╭─ Excerpted records

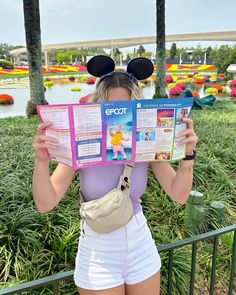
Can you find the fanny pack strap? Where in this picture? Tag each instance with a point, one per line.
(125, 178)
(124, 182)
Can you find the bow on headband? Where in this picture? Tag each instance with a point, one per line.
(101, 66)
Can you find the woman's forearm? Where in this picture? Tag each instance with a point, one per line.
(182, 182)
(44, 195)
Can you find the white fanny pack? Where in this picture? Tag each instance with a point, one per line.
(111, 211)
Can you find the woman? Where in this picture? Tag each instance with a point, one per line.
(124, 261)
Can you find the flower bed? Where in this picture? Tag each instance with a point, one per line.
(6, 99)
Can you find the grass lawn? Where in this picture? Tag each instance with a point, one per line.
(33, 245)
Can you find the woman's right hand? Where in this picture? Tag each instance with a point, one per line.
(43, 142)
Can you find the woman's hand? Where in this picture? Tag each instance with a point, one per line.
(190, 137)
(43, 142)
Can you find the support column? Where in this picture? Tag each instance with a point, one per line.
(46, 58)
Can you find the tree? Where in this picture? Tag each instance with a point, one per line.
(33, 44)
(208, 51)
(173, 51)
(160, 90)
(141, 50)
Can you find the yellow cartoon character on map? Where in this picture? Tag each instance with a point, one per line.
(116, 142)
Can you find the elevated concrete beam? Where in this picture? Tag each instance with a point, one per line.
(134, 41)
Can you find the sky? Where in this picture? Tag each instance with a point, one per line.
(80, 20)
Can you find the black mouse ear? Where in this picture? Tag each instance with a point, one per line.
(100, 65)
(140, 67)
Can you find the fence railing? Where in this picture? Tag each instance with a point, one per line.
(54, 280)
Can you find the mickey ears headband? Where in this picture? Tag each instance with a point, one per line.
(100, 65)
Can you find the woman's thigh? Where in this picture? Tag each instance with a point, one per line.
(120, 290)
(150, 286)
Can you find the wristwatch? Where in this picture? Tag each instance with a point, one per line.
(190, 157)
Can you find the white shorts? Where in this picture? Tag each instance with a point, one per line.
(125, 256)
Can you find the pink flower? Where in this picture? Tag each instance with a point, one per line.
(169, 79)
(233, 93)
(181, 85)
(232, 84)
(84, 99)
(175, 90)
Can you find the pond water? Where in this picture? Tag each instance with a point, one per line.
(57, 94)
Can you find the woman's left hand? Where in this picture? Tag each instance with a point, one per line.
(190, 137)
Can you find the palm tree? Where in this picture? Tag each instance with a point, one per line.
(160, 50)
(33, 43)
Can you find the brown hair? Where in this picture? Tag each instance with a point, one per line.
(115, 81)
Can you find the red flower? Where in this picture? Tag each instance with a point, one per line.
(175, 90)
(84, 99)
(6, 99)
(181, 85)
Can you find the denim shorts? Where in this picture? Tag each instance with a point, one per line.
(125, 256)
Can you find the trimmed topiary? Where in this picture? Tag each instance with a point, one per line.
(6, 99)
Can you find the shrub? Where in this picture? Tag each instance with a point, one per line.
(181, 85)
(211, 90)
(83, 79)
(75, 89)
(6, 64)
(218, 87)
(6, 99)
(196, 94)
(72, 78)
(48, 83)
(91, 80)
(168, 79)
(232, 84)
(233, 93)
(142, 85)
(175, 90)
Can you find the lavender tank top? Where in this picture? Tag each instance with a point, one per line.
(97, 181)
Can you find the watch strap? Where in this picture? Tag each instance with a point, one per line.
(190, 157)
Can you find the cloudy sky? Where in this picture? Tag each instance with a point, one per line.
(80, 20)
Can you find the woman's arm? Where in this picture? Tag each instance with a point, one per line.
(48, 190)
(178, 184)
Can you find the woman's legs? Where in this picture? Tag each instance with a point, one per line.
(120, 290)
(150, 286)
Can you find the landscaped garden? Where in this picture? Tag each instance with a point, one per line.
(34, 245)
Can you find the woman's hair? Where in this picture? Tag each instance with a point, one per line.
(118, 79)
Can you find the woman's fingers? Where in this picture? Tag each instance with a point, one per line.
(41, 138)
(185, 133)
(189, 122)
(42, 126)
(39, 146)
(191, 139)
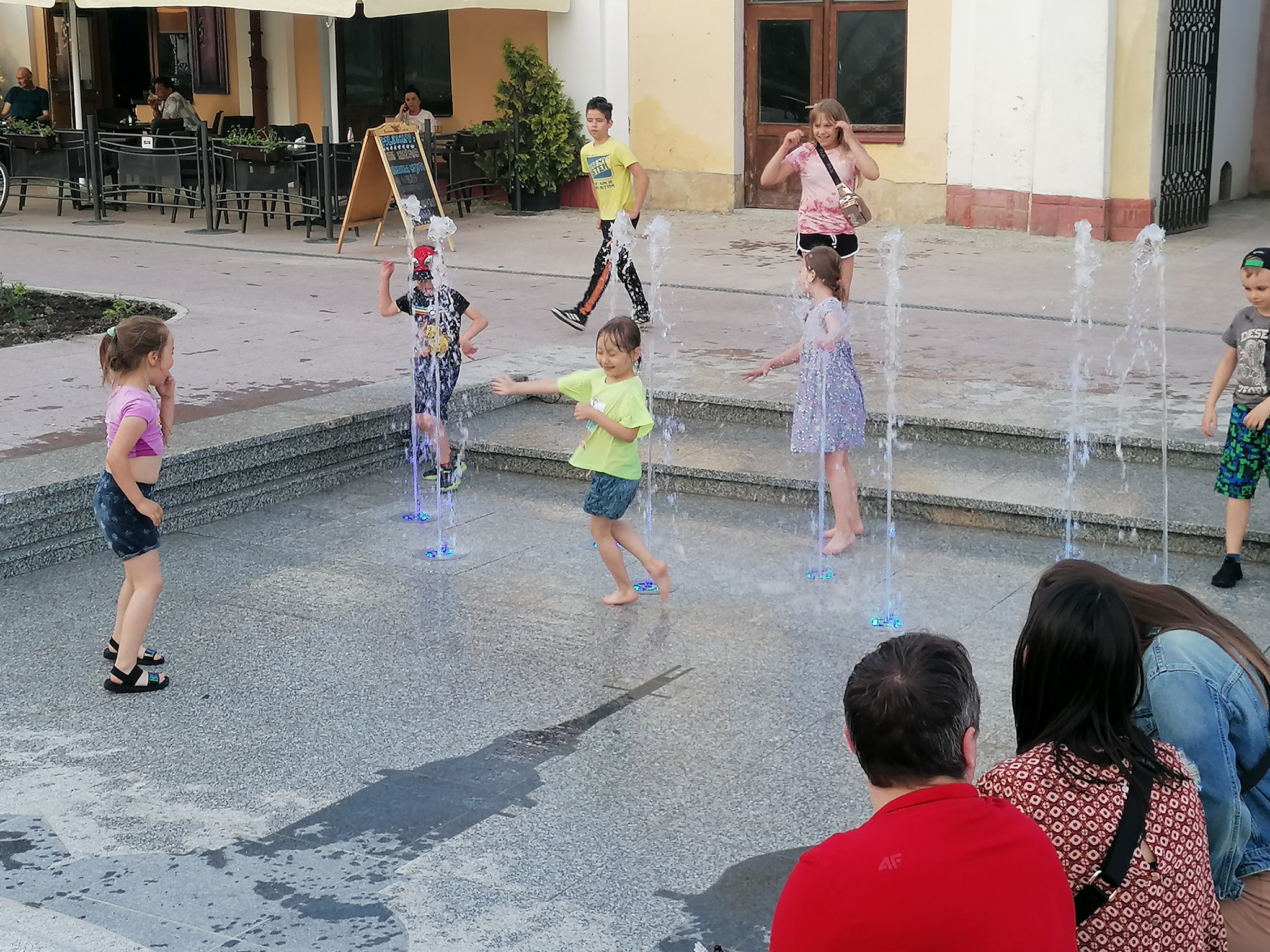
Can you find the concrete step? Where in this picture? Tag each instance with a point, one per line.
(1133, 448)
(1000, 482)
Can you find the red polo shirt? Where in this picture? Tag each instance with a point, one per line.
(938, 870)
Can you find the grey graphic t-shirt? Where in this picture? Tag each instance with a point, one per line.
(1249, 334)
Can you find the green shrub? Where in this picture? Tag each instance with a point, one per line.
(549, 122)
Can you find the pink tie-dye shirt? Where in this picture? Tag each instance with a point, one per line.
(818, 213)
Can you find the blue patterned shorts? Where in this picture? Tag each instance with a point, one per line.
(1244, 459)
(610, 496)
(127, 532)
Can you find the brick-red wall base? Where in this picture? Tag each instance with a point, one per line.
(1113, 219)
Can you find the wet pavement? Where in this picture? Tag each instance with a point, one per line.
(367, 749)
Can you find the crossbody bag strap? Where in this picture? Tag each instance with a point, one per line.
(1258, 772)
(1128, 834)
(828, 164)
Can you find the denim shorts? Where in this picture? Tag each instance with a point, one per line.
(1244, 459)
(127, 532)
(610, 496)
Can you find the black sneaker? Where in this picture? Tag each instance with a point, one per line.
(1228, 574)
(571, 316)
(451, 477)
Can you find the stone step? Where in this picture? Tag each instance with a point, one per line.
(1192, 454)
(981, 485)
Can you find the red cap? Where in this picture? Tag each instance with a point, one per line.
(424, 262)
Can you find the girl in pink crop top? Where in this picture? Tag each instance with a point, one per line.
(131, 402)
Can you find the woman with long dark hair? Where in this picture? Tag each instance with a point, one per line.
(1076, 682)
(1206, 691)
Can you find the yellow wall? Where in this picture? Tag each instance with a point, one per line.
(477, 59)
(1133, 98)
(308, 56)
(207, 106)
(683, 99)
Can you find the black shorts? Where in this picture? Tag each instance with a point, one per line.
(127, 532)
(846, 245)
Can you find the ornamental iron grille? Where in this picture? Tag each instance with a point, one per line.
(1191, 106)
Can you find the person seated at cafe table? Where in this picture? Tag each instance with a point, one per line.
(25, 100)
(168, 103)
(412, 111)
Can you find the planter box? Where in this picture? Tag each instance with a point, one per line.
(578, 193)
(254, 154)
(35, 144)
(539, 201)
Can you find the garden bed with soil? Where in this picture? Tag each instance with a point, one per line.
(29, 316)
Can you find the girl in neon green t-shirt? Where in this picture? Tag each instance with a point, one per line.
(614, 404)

╰─
╭─ Excerpted records

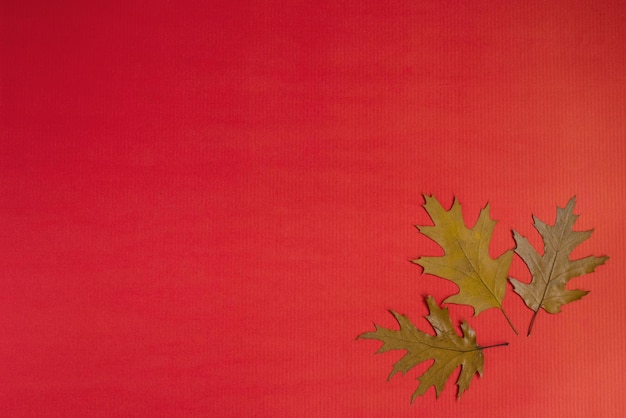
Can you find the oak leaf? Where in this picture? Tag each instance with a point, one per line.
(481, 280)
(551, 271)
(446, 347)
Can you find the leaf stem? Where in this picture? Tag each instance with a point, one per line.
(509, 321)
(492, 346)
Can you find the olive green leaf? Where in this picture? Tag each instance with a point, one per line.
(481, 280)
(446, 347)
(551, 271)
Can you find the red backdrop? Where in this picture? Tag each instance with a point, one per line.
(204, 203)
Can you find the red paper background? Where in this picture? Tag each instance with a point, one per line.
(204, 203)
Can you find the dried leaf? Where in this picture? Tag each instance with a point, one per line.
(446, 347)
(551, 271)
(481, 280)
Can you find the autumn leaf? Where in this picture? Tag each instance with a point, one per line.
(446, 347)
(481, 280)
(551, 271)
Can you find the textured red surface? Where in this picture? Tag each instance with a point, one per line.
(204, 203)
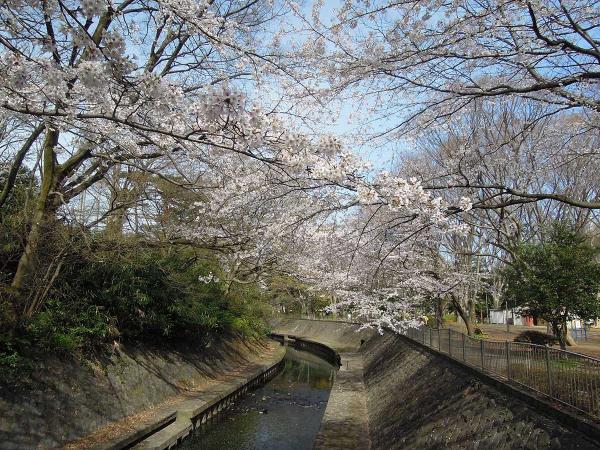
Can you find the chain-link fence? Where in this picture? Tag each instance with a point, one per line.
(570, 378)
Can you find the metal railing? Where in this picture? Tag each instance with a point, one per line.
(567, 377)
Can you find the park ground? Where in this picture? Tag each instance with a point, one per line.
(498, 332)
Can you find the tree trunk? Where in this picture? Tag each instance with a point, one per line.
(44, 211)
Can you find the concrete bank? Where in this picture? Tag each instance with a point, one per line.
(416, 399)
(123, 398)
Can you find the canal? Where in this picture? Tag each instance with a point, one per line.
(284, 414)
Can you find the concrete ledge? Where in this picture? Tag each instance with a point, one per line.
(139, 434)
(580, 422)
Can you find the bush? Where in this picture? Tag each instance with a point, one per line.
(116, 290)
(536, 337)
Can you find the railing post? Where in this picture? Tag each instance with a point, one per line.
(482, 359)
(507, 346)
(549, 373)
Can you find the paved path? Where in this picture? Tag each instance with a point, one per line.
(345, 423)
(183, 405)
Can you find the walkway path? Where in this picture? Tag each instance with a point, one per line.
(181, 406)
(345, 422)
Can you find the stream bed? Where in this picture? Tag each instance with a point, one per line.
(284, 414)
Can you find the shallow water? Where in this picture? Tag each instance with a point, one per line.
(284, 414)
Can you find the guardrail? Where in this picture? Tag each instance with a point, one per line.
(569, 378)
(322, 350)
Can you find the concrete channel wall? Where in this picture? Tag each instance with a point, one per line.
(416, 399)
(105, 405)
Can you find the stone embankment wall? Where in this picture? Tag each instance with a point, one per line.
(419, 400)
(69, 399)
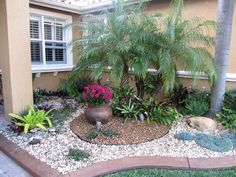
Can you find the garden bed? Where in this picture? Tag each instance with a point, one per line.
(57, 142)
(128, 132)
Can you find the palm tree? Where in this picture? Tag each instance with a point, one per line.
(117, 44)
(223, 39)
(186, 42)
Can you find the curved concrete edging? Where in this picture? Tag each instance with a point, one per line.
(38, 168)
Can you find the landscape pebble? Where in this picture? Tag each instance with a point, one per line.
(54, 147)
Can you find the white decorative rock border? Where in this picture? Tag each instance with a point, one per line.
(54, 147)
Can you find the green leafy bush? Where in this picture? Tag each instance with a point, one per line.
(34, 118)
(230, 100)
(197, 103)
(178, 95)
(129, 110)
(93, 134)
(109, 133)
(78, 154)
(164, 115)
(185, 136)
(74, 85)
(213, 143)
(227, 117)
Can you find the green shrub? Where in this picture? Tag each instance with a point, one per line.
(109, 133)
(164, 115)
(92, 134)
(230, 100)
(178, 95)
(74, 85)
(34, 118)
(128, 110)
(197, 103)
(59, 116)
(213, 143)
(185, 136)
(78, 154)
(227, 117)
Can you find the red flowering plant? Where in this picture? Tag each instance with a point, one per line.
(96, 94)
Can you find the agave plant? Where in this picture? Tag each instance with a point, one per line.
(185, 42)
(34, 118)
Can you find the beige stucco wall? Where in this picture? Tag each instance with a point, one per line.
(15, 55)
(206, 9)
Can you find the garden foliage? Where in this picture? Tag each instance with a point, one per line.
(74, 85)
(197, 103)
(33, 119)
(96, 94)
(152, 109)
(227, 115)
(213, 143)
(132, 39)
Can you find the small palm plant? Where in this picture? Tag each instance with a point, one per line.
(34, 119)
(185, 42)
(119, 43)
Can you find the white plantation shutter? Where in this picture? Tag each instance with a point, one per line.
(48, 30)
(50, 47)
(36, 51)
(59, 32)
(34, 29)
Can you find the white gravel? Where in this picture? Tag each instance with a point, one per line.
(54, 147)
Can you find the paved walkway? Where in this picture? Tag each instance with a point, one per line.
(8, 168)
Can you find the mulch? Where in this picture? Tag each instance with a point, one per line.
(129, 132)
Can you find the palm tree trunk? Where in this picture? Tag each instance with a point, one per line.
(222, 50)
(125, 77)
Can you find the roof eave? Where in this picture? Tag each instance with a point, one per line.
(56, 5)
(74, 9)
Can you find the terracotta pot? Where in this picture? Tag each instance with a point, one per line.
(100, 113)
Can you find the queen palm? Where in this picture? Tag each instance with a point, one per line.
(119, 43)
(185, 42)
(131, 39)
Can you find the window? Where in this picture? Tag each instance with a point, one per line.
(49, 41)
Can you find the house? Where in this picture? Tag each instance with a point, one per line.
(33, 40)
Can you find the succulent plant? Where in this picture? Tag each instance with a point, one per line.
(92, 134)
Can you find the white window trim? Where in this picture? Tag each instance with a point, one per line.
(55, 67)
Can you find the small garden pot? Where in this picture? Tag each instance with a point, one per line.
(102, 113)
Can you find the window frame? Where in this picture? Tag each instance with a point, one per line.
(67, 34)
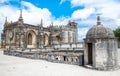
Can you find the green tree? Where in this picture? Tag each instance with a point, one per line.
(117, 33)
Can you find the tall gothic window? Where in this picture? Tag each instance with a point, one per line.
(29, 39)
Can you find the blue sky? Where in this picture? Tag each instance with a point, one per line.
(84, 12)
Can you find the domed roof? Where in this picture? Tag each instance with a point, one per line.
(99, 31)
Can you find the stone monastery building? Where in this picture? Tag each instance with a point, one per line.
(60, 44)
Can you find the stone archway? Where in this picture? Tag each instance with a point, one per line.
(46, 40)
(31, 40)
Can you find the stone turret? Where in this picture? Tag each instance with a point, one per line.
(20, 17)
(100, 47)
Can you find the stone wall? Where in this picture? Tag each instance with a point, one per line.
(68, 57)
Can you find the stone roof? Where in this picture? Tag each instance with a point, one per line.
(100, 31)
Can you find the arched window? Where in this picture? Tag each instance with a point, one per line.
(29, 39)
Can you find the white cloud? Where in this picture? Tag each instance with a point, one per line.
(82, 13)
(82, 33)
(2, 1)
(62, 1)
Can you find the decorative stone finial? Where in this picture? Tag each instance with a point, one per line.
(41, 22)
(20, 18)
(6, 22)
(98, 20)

╰─
╭─ Excerpted records

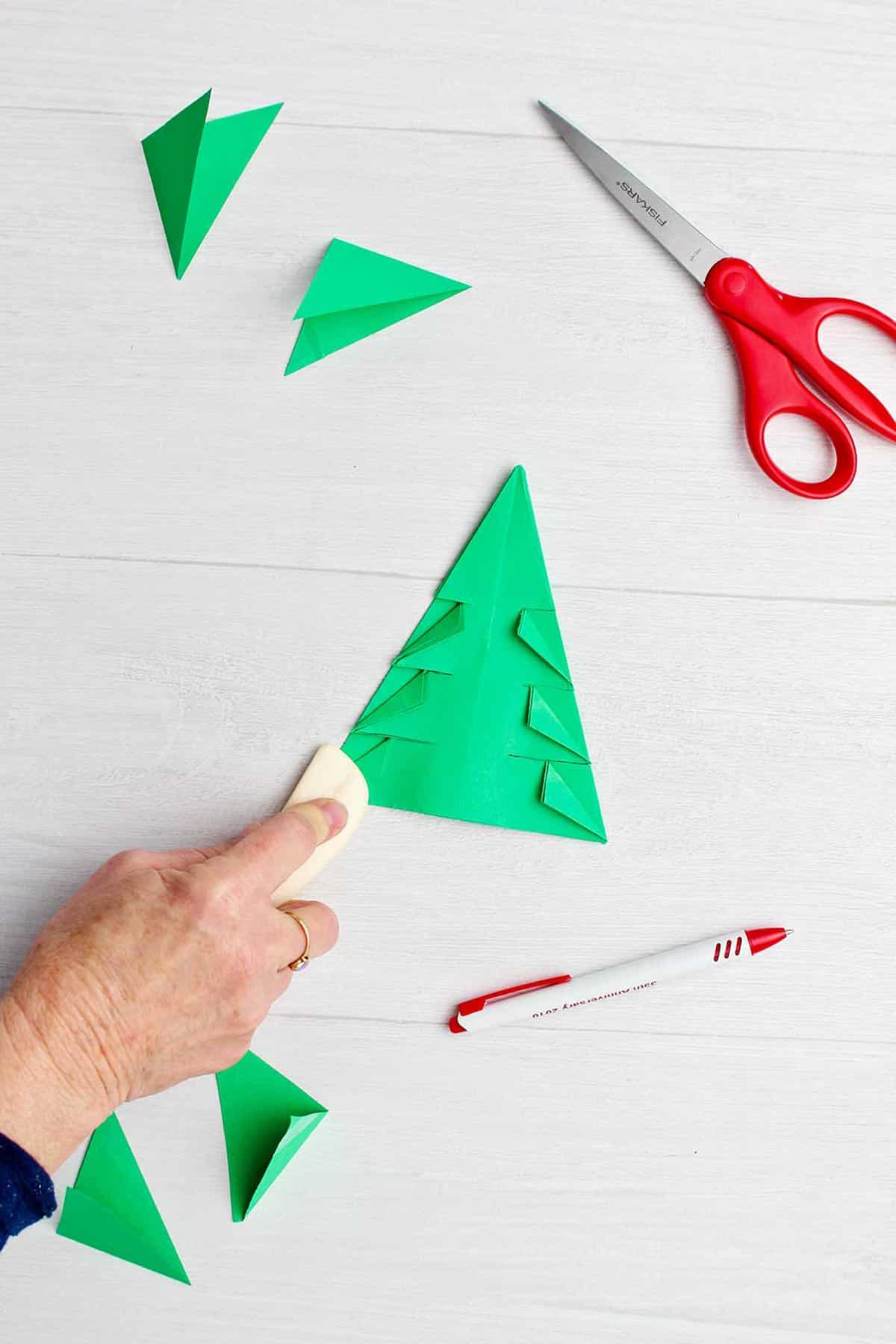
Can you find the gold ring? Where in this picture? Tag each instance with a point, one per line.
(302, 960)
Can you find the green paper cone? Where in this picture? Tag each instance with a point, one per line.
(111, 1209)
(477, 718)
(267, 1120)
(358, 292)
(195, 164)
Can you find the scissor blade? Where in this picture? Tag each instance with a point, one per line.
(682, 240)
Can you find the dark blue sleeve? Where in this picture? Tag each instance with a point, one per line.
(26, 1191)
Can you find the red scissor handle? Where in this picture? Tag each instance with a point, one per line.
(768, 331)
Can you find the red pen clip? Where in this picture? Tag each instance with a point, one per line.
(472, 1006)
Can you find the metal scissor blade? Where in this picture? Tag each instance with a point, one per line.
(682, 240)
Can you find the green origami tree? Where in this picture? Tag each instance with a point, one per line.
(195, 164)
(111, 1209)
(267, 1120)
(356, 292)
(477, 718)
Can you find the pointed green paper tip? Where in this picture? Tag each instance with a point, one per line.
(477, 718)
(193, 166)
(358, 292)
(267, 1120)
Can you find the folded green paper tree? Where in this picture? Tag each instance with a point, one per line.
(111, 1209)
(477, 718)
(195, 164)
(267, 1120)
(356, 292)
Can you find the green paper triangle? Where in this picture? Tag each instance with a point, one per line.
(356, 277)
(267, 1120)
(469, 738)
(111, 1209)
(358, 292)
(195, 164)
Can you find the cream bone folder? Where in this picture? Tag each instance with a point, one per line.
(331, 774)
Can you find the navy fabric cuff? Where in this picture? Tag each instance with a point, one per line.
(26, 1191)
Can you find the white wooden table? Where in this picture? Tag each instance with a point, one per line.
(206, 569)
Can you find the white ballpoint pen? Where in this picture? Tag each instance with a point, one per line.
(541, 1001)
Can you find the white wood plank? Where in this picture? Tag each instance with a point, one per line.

╰─

§ **What is expected**:
As listed above, the lines from the line with "Can you find the white wooden" to the line with "Can you find the white wood plank?" are to be echoed exactly, with both ends included and nothing added.

§ **Result**:
Can you find the white wooden table? Where in this picture? Tag each instance with a point, one per line.
(206, 569)
Can you find the white ballpoint pen? Where in this picture? Tag each instance with a point, one per line.
(541, 1001)
Can you find the white wood plank? Where in this picture? Tag each instance with a point, one per line.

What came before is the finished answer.